═════ Provided information ═════

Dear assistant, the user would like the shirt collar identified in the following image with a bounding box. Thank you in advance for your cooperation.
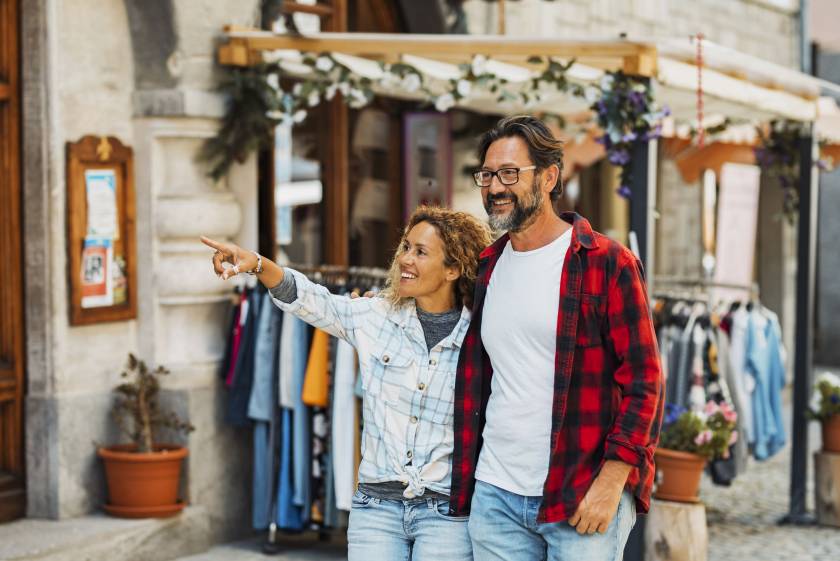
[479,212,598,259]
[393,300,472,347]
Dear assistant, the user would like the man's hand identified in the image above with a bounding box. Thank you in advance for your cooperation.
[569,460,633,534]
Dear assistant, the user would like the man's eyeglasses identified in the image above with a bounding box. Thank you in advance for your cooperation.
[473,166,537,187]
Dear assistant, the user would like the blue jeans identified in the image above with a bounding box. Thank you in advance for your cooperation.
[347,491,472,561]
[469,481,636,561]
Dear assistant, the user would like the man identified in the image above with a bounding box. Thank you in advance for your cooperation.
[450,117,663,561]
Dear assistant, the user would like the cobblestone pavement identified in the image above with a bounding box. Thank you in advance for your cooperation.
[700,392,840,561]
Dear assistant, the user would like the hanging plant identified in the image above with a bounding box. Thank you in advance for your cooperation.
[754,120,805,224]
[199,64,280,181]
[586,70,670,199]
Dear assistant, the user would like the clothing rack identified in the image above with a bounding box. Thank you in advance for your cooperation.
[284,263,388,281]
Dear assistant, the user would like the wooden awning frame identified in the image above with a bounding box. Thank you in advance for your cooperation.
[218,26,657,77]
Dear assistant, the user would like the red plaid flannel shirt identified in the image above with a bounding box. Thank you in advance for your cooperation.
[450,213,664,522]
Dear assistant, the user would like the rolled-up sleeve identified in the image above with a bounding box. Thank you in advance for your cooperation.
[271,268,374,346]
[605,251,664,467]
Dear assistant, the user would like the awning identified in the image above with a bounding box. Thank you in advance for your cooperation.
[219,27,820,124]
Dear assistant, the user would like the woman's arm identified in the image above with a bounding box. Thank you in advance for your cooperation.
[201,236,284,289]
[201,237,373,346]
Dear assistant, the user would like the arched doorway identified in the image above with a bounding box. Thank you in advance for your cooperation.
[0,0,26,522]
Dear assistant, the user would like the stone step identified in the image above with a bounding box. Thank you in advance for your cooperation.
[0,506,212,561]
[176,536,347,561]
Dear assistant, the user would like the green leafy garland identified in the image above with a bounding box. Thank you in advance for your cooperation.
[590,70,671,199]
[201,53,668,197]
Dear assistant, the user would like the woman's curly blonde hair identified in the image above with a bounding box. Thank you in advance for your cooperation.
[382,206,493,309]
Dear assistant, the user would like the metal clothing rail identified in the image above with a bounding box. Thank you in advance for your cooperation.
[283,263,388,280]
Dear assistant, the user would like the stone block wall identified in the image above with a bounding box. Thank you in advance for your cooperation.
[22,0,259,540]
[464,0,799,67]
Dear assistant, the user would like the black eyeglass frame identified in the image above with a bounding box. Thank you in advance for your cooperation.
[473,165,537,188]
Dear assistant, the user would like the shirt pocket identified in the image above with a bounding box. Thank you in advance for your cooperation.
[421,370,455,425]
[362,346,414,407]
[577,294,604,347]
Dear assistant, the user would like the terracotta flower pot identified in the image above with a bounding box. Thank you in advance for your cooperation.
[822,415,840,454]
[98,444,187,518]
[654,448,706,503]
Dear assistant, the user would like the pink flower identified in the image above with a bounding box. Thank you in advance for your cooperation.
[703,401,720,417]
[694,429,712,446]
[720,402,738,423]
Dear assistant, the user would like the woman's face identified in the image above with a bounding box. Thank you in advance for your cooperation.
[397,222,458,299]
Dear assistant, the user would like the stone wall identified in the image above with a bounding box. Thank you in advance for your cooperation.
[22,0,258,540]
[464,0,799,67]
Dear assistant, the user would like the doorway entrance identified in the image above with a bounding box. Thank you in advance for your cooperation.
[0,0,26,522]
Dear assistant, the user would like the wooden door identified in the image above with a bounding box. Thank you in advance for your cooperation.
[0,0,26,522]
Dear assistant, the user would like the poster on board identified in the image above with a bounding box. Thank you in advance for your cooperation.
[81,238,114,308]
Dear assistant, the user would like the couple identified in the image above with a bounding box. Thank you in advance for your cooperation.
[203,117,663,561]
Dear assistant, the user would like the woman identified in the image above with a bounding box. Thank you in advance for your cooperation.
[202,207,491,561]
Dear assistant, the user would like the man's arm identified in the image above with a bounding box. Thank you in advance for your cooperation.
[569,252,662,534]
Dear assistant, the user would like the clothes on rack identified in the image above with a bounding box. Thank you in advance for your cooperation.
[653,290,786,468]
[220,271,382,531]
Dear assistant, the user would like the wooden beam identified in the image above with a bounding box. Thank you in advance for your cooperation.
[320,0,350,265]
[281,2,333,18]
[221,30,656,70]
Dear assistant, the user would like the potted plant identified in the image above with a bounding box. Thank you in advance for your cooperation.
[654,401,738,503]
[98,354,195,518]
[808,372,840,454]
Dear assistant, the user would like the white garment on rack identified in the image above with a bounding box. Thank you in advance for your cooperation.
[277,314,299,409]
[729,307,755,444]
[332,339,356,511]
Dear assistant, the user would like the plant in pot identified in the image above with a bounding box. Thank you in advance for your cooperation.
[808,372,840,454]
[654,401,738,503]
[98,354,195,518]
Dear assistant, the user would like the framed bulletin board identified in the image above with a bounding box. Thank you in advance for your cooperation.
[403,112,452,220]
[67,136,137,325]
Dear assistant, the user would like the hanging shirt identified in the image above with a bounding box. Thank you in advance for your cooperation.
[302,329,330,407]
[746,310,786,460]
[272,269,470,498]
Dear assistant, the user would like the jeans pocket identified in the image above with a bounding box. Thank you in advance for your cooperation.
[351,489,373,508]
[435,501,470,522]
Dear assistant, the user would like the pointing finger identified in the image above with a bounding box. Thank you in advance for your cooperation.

═════

• Work required
Could you copy out all of the data above word for word, leaving the pictures out?

• Worked solution
Dear assistant, the user would like the shirt collar identified in the following image with a bounding box. Thank you in advance for your cooperation.
[479,212,598,259]
[393,300,472,347]
Dear assistant, the user would like the man's hand identified in the image above with a bounding box. Thank you in advance for your cooperation.
[569,460,633,534]
Dear assistant, the user would like the man's eyeglasses identified in the image above with a bounding box. Thank you in advance for your cooperation.
[473,166,537,187]
Dear assistant, the user would like the blue jeans identified in the image above with a bounding box. Thank you in advance for your cooperation.
[347,491,472,561]
[469,481,636,561]
Dear assistant, the user would like the man identified in the image above with a bounding box. Thank you in advance for your cooperation.
[450,117,663,561]
Dear assistant, the user would like the cobblestone pavement identified in the image above with a bounding box. Thank you in advance for your cooperation.
[700,392,840,561]
Dear assistant, the user would like the hanging plant identified in the image above with a bounding box. Thank you in advance for your cooperation.
[754,120,805,224]
[199,64,280,181]
[586,70,670,199]
Dear assistant, the user would like the clothing rack identified in the image above with a bounding box. Thank you in advance for your cooperation.
[284,263,388,281]
Dear assistant, the user would like the wooden awning frame identified in the image above with a bounding box. Thank you in advance for your cooperation.
[218,26,657,77]
Dear assistant, the user would like the red plaid flannel shirt identified in the image above with a bounding box. Thank you in advance for your cooperation.
[450,213,664,522]
Dear assistant, the user would like the rolled-up sleeve identified in the image above with a bounding box. Thank you in advance for your cooperation.
[271,268,374,346]
[605,251,664,467]
Dear assistant, the user would like the awning identified in the image above with a bounding box. Thank you in advance for your cooperation.
[219,27,820,124]
Dear assistant, the user would like the woman's arm identified in the image above with a bounding box. Thank you in advance for your cooperation.
[201,236,284,289]
[201,237,373,346]
Dear assistant, the user would like the arched doorway identified in the image above with a bounding box. Thank you in advance for your cooperation.
[0,0,26,522]
Dear assistant, the user would like the stone step identified in the image above with a bounding box. Thank you in advance for your cooperation.
[0,506,212,561]
[176,536,347,561]
Dear assistant, the user would like the green leafy garland identified in the image above with a bounding box. Thank you in advance for your cooperation.
[590,70,671,199]
[201,53,668,197]
Dear assistant, the user would like the woman's curly blonde hair identified in the image above with a bounding box. Thank you in advance for your cooperation.
[382,206,493,309]
Dear assistant, the user would like the metal clothing rail identified in the image above with a bounding box. Thank you in advance for your cooperation.
[283,263,388,280]
Dear assistant, the user would like the stone block wall identified in the image above with a bounding box. Thank you in advance for your cooperation.
[22,0,259,540]
[464,0,799,67]
Dear assistant, the user would like the black eyeglass frame identified in the image above with a bounding box. Thank you in advance for your cooperation.
[473,165,537,188]
Dear assistant, the user would like the shirt pocket identified in the image above with a bounding box. Thank you in advance for your cooperation.
[421,370,455,425]
[362,346,414,407]
[577,294,604,347]
Dear assistant, the user would like the terracotta flower pot identified in the image above with a bounding box. Thank you in advance for your cooperation.
[822,415,840,454]
[98,444,187,518]
[654,448,706,503]
Dear assistant, the user would like the pink flower identified in the image above with a bounding box. Thank you in advance for your cooperation.
[703,401,720,417]
[694,429,712,446]
[720,402,738,423]
Dear assistant, the user would like the woman's face identified in the image above with a bounding box. Thank you in advance for your cooperation.
[397,222,458,299]
Dear assistant, the user would like the stone wall identified in the image above with a bounding box. Thank you in advance for your cooperation.
[22,0,258,540]
[464,0,799,67]
Dear assistant, the user would like the doorway entrance identified in the image above with a bounding box. Thank you in advance for your cooperation.
[0,0,26,522]
Dear assistant, the user would like the wooden door identified in the image above with a bounding box. Thank you in advance for your cooperation.
[0,0,26,522]
Dear assistant, the user would like the poster on board identified in the image above with a bounding box. Thank you in advance for your cooperation.
[81,238,114,308]
Dear assistant, the user would like the couple identified in the image above with a bounding box. Thank you in advance for your cooperation.
[203,117,663,561]
Dear assistant, the user would like the woman identified in the image above with a bounding box. Thank you in advance for your cooperation.
[202,207,491,561]
Dear assistant, the user would like the man's arm identified in the image above with a bounding box. Thank you in advance for your cooperation.
[569,252,662,534]
Dear assistant, the user would like the clothes on rack identified in the image above with a bounding box. Thank you in advance for your cooperation.
[653,290,786,468]
[220,271,382,531]
Dear assistant, the user would like the wooden beam identified in the image above with a bounding box. Thank you in advance for your cooperation.
[320,0,350,265]
[281,2,333,18]
[221,30,656,70]
Dear assistant, the user would like the potted plant identified in the image above with a bounding box. Thank you in advance for your cooperation.
[654,401,738,503]
[98,354,195,518]
[808,372,840,454]
Dear assistant, the user would like the white garment on rack identified in the image above with a bounding box. Thank you in advance for your cooperation.
[277,314,299,409]
[729,307,755,444]
[332,339,356,511]
Dear assistant, the user would like the plant in pot identified in the image above with a bounding box. Thank you in advance for your cooperation.
[808,372,840,454]
[654,401,738,503]
[98,354,195,518]
Dear assistant, the user would like the framed bulletin board identified in the image above with a bounding box. Thank you in advance for your cooperation.
[403,112,452,220]
[67,136,137,325]
Dear assistant, the user would like the hanging shirt identified in the image above with a bounding box. Thank you in advance for your cooperation.
[302,329,330,407]
[746,310,786,460]
[272,269,470,498]
Dear assistant, the user would like the jeans pocket identified in the image above with a bounding box. Thank you in advance for your cooperation.
[351,489,373,508]
[435,501,470,522]
Dear assistant, the user would like the pointing finger identified in the image above with a bounding box. Thank you in advance for your cooperation.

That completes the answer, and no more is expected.